:: 記事本文 ::

_ _ _ _ _ _ _

1. 売り手市場、深刻なエンジニア不足の中、ソフトバンクの「戦略採用」が注目される
Harvard Business Reviewの2019年10月号は、「戦略採用」がテーマである。
ここでは、ゴールドマン・サックス、ソフトバンク、メルカリという注目企業の「戦略採用」がケースとして紹介されているが、その中では、ソフトバンクのケースが最も面白いと思った。
https://www.dhbr.net/ud/backnumber/5d6cb5c677656193a7010000
現在は、売り手市場が継続中であり、AIやデジタル・トランスフォーメーションが注目され、特にIT系のエンジニアは深刻な人手不足の状況にある。
そうした中、ソフトバンクは従来の採用方法を抜本的に改め、データ検証に立脚したPDCA、AIの活用、ユニークなインターン制度という新しい仕組みを次々と導入して、多大なる成果を収めることに成功した。
日本企業における人事部門というと、ある意味エリート集団であり、コンサバティブ、テクノロジーに弱いというイメージがある。この点に関して、ソフトバンクの人事部門はその真逆で、革新的、テクノロジーを駆使した採用制度に挑戦し続けている姿勢は大変注目される。
2. 変化する経営戦略に対応する:これが採用制度革新の第一歩
HRM(人的資源管理:Human Resources Management)の本来の役割は、経営戦略に適切に対応できるように、人材を揃え、モチベーションを持って働けるように仕向け、それが継続できる組織・仕組みを創ることにある。
しかし、実際は、経営戦略の変動があっても、人事部門はその経営戦略に即した人事戦略、採用戦略を採らないことが多い。
表面的には、IT系のツールを導入したりはするが、根幹となる、採用方針や採用の仕組みを経営戦略に応じて変化させるような行動を採る人事部門は少ない。
この点、ソフトバンクが採用方法を抜本的に改める必要性を認識したのは、ソフトバンクの経営戦略の変化に依る。
ソフトバンクは、「通信事業の活性化」と「新規事業の創出」という2軸へと経営方針が大きく変化する中、戦略上必要な人材が足りていなかったため、採用についても大きく変える必要があったのだ。
例えば、ゼロからイチを産む新規事業に挑戦できる人材や、人工知能やブロックチェーンをビジネスに活用できる人材、通信のネットワークインフラの保守・運用を着実にこなせる人材を新たに採用する必要があったのだ。
3. ソフトバンクの戦略採用の2軸
通人事業の活性化と新規事業の創出という新たな2軸へと経営方針が変化する中、それに対応できる人材を採用するために、ソフトバンクの人事部門は戦略採用における2軸を打ち出した。

_ _ _ _ _ _ _

:: 指示 1 ::
ソフトバンクの採用に関する記事で、ソフトバンクが従来の採用方法を改めて次々と導入した新しい仕組みは何ですか。
:: 指示 2 ::
ソフトバンクの採用に関する記事の「日本企業における人事部門とい」から「用戦略を採らないことが多い。」までのすべてを一字も変えずに書き写してください。
項目は参照しなくてかまいません。

:: 項目一覧 ::

_ _ _ _ _ _ _

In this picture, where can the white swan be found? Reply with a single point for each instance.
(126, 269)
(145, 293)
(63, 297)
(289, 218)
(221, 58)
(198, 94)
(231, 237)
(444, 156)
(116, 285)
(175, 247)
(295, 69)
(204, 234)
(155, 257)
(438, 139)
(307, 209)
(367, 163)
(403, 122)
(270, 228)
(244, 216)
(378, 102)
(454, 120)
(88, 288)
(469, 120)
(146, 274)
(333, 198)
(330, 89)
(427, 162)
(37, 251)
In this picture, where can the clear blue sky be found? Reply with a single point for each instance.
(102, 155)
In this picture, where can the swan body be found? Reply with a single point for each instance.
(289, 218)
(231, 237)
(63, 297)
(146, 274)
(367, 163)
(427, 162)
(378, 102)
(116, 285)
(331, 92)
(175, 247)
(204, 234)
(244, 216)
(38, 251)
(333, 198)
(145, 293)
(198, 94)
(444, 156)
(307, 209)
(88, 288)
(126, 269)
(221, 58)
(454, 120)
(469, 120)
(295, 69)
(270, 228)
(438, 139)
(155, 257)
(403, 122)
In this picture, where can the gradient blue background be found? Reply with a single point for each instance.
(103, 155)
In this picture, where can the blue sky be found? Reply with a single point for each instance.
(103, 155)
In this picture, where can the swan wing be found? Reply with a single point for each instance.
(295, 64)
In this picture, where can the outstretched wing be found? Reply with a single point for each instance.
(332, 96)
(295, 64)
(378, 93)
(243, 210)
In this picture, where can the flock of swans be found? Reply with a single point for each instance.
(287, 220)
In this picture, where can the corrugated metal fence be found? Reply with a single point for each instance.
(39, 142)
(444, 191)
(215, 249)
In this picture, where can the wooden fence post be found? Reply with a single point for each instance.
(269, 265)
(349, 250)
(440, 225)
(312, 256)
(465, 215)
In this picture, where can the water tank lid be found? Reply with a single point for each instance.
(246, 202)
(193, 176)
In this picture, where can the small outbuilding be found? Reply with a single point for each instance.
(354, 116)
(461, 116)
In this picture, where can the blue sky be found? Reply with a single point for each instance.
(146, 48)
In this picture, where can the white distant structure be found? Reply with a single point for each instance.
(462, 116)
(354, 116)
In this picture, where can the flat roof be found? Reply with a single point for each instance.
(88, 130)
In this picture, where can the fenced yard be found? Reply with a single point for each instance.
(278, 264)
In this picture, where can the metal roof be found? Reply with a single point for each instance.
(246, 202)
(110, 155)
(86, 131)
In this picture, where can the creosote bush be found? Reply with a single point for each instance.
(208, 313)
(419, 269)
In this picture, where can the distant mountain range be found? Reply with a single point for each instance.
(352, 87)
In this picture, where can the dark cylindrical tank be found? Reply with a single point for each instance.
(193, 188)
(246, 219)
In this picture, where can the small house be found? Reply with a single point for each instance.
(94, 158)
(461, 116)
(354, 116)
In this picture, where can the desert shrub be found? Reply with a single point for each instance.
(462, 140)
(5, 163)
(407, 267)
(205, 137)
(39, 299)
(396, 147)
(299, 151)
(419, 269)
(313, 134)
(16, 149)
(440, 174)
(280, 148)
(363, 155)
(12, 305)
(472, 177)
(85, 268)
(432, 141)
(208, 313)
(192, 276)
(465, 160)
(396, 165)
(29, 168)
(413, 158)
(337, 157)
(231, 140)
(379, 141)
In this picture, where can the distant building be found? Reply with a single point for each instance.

_ _ _ _ _ _ _

:: 回答 1 ::
データ検証に立脚したPDCA、AIの活用、ユニークなインターン制度です。

:: 回答 2 ::
日本企業における人事部門というと、ある意味エリート集団であり、コンサバティブ、テクノロジーに弱いというイメージがある。この点に関して、ソフトバンクの人事部門はその真逆で、革新的、テクノロジーを駆使した採用制度に挑戦し続けている姿勢は大変注目される。
2. 変化する経営戦略に対応する:これが採用制度革新の第一歩
HRM(人的資源管理:Human Resources Management)の本来の役割は、経営戦略に適切に対応できるように、人材を揃え、モチベーションを持って働けるように仕向け、それが継続できる組織・仕組みを創ることにある。
しかし、実際は、経営戦略の変動があっても、人事部門はその経営戦略に即した人事戦略、採用戦略を採らないことが多い。